Given text:
--------------------
# TEAM 4 Group Project: BRAINTEASER: A Novel Task Defying Common Sense

In [None]:
import numpy as np
import torch
import transformers
import datasets
from datasets import load_dataset, load_metric
import random
from tqdm import tqdm
from sklearn.model_selection import train_test_split
from transformers import BertForQuestionAnswering
from transformers import BertTokenizer
from transformers import AutoTokenizer
import wandb

if torch.cuda.is_available():
    device = torch.device("cuda:0")

# do this once
np_load_old = np.load
np.load = lambda *a,**k: np_load_old(*a, allow_pickle=True, **k)

## Data Preprocessing

In [50]:
data_path = "./data/"
sp_data_path = data_path + "SP-train.npy"
wp_data_path = data_path + "WP-train.npy"
sp_test_path = data_path + "SP_eval_data_for_practice.npy"
wp_test_path = data_path + "WP_eval_data_for_practice.npy"

In [76]:
sp_train = np.load(sp_data_path)
--------------------
Dataset rows:
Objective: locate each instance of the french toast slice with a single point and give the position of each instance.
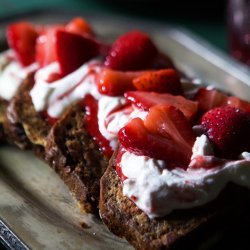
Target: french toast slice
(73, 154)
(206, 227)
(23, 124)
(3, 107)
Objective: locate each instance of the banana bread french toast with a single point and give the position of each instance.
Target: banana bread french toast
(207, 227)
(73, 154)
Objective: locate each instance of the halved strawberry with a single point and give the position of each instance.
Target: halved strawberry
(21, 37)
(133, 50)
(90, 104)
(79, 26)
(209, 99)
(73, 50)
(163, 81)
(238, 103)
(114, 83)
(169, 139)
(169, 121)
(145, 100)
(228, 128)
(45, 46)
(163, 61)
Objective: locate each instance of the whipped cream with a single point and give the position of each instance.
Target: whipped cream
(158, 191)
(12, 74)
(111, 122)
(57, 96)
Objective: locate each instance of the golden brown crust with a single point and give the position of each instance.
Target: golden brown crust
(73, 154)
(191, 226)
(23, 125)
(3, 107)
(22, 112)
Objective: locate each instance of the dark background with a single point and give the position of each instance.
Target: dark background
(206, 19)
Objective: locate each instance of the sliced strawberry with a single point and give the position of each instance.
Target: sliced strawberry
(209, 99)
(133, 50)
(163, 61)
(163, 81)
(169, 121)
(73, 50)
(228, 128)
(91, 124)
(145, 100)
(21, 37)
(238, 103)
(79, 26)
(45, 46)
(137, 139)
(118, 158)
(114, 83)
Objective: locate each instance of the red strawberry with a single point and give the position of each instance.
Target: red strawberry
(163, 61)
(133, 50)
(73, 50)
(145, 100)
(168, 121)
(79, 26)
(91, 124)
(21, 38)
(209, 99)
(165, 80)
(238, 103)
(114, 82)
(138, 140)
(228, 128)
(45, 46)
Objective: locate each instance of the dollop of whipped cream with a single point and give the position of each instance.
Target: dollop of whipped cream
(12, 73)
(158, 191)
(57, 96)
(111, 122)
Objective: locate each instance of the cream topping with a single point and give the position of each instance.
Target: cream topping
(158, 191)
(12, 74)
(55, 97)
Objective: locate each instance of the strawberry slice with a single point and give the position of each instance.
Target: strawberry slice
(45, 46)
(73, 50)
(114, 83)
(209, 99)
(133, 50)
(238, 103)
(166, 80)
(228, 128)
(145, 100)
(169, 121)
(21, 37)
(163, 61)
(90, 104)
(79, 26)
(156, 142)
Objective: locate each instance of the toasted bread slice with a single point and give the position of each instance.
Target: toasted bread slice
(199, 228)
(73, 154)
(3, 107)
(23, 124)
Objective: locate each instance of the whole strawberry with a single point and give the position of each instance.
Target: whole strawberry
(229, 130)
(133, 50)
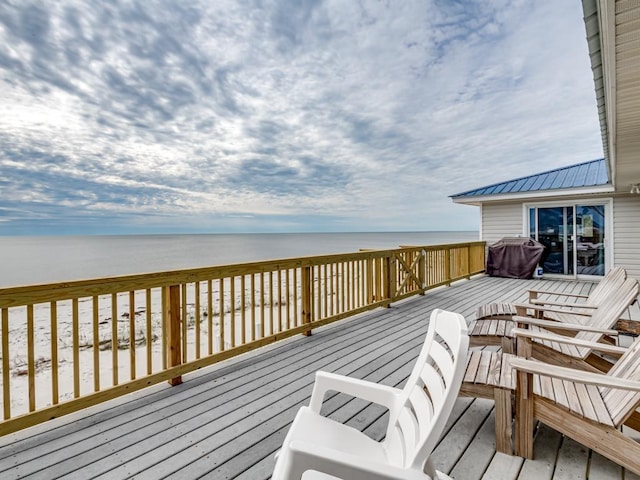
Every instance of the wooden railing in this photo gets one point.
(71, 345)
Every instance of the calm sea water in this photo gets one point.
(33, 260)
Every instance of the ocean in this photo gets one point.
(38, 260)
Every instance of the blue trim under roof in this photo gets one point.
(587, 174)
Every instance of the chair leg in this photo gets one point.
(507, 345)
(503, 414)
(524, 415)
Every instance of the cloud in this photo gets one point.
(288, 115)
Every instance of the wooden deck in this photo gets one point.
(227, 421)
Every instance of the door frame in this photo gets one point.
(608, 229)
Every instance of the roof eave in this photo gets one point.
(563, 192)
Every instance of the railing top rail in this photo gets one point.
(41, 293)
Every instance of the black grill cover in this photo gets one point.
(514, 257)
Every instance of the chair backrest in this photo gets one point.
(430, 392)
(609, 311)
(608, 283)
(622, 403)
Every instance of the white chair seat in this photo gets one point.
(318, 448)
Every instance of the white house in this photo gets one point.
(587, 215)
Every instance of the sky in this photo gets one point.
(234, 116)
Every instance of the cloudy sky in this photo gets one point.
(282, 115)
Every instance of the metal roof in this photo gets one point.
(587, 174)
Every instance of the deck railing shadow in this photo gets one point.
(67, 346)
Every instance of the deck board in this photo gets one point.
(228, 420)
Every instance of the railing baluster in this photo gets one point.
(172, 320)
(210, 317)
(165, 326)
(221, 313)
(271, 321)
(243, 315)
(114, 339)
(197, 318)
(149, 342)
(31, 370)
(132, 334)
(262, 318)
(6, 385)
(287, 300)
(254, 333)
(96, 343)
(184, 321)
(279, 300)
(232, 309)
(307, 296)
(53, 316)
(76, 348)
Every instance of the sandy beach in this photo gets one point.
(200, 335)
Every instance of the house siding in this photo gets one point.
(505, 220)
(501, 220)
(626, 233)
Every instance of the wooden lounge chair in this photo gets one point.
--------------------
Given request A:
From the BRAINTEASER notebook, print the part from "wp_data_path = data_path" to "sp_train = np.load(sp_data_path)".
Given request B:
Answer these questions about the BRAINTEASER notebook:
(i) What device string is passed to torch.device when CUDA is available?
(ii) Which keyword argument, with which value, does the replacement np.load add to every call?
(iii) What file name is appended to data_path to form wp_data_path?

Complete output A:
wp_data_path = data_path + "WP-train.npy"
sp_test_path = data_path + "SP_eval_data_for_practice.npy"
wp_test_path = data_path + "WP_eval_data_for_practice.npy"

In [76]:
sp_train = np.load(sp_data_path)

Complete output B:
(i) "cuda:0"
(ii) allow_pickle=True
(iii) "WP-train.npy"